Lay out the data below as a Markdown table with two columns, "Row" for the row number and "Line" for the line itself. Leave out any blank lines.

= Records shown =
= = = = =
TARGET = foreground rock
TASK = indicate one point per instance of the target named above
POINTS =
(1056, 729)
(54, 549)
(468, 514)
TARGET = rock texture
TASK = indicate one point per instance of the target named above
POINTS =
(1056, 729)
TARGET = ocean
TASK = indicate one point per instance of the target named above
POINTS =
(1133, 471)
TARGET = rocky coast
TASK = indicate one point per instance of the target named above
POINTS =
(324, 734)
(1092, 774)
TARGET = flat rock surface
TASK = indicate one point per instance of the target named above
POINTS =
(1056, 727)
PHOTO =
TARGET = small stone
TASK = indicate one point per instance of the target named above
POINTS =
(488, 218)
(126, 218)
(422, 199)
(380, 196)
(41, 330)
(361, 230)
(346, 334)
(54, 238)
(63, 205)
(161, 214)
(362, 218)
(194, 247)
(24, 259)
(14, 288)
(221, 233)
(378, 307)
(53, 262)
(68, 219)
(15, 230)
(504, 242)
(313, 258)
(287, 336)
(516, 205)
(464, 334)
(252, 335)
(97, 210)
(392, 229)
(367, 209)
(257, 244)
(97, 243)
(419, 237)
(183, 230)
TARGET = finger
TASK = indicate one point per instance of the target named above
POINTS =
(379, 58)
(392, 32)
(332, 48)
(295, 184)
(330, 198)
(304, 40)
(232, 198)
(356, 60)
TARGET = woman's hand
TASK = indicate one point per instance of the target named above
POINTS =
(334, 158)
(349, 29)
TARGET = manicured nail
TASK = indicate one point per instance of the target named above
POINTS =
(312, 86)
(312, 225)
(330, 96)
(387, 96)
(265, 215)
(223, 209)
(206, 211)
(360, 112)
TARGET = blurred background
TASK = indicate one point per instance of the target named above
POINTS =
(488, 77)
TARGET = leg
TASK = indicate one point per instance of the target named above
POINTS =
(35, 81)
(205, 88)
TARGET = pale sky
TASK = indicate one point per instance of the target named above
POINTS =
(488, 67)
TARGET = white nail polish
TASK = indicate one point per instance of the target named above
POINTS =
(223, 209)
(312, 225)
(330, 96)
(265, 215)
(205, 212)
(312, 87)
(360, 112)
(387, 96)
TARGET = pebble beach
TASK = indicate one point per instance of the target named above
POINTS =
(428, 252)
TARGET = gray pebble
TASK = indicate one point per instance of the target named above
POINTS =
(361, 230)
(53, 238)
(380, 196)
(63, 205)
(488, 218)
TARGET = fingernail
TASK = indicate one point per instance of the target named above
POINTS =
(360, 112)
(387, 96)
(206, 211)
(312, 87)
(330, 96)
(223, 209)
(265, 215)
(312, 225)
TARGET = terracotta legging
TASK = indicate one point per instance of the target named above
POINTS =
= = = = =
= Answer =
| Row | Line |
|---|---|
| 1 | TARGET = foreground rock |
| 2 | TASK = indicate one point per instance of the target named above |
| 3 | POINTS = |
| 4 | (1056, 729) |
| 5 | (54, 549) |
| 6 | (468, 514) |
| 7 | TARGET = rock texture |
| 8 | TASK = indicate one point per instance of the target named above |
| 9 | POINTS = |
| 10 | (1056, 729) |
| 11 | TARGET = ocean |
| 12 | TASK = indicate one point per instance of the target named above |
| 13 | POINTS = |
| 14 | (1133, 471) |
| 15 | TARGET = rocky coast |
| 16 | TASK = indicate one point per instance of the target named above |
| 17 | POINTS = |
| 18 | (324, 734) |
| 19 | (1092, 774) |
| 20 | TARGET = flat rock surface |
| 21 | TASK = indicate one point per instance of the target named above |
| 22 | POINTS = |
| 23 | (1056, 727) |
| 24 | PHOTO = |
| 25 | TARGET = small stone |
| 26 | TASK = indicate one point per instance of the target named above |
| 27 | POINTS = |
| 28 | (488, 218) |
| 29 | (126, 218) |
| 30 | (422, 199) |
| 31 | (380, 196) |
| 32 | (41, 330) |
| 33 | (361, 230) |
| 34 | (346, 334) |
| 35 | (54, 238) |
| 36 | (63, 205) |
| 37 | (161, 214) |
| 38 | (362, 218) |
| 39 | (194, 247) |
| 40 | (24, 259) |
| 41 | (14, 288) |
| 42 | (221, 233) |
| 43 | (378, 307) |
| 44 | (53, 262) |
| 45 | (68, 219) |
| 46 | (15, 230) |
| 47 | (504, 242) |
| 48 | (313, 258) |
| 49 | (287, 336) |
| 50 | (516, 205) |
| 51 | (464, 334) |
| 52 | (252, 335) |
| 53 | (97, 210) |
| 54 | (392, 229) |
| 55 | (367, 209) |
| 56 | (257, 244) |
| 57 | (97, 243) |
| 58 | (419, 237) |
| 59 | (183, 230) |
| 60 | TARGET = finger |
| 61 | TASK = indicate one point per instance of the target named above |
| 62 | POINTS = |
| 63 | (379, 58) |
| 64 | (392, 32) |
| 65 | (332, 48) |
| 66 | (295, 184) |
| 67 | (330, 198) |
| 68 | (304, 40) |
| 69 | (232, 198) |
| 70 | (356, 60) |
| 71 | TARGET = woman's hand |
| 72 | TASK = indicate one point per instance of the target named above |
| 73 | POINTS = |
| 74 | (334, 158) |
| 75 | (349, 29) |
| 76 | TARGET = manicured nail |
| 77 | TASK = indicate one point per instance of the target named above |
| 78 | POINTS = |
| 79 | (312, 86) |
| 80 | (312, 225) |
| 81 | (330, 96) |
| 82 | (387, 96) |
| 83 | (265, 215) |
| 84 | (223, 209) |
| 85 | (206, 211) |
| 86 | (360, 112) |
| 87 | TARGET = blurred background |
| 88 | TASK = indicate one point per instance of the target named above |
| 89 | POINTS = |
| 90 | (488, 77) |
| 91 | TARGET = leg |
| 92 | TASK = indicate one point per instance of the target named above |
| 93 | POINTS = |
| 94 | (35, 81) |
| 95 | (205, 88) |
| 96 | TARGET = pale sky |
| 97 | TASK = indicate one point per instance of the target named above |
| 98 | POINTS = |
| 99 | (488, 67) |
| 100 | TARGET = white nail polish |
| 101 | TASK = indicate one point per instance of the target named above |
| 102 | POINTS = |
| 103 | (223, 209) |
| 104 | (312, 225) |
| 105 | (330, 96) |
| 106 | (265, 215) |
| 107 | (205, 212) |
| 108 | (312, 87) |
| 109 | (360, 112) |
| 110 | (387, 96) |
| 111 | TARGET = pebble beach |
| 112 | TASK = indicate one point per instance of the target named above |
| 113 | POINTS = |
| 114 | (428, 252) |
| 115 | TARGET = gray pebble |
| 116 | TASK = indicate one point per instance of the target named above |
| 117 | POINTS = |
| 118 | (361, 230) |
| 119 | (53, 238) |
| 120 | (380, 196) |
| 121 | (63, 205) |
| 122 | (488, 218) |
| 123 | TARGET = fingernail |
| 124 | TASK = indicate one point per instance of the target named above |
| 125 | POINTS = |
| 126 | (360, 112) |
| 127 | (387, 96) |
| 128 | (206, 211) |
| 129 | (312, 87) |
| 130 | (330, 96) |
| 131 | (223, 209) |
| 132 | (265, 215) |
| 133 | (312, 225) |
| 134 | TARGET = terracotta legging |
| 135 | TASK = indicate one point per instance of the target named above |
| 136 | POINTS = |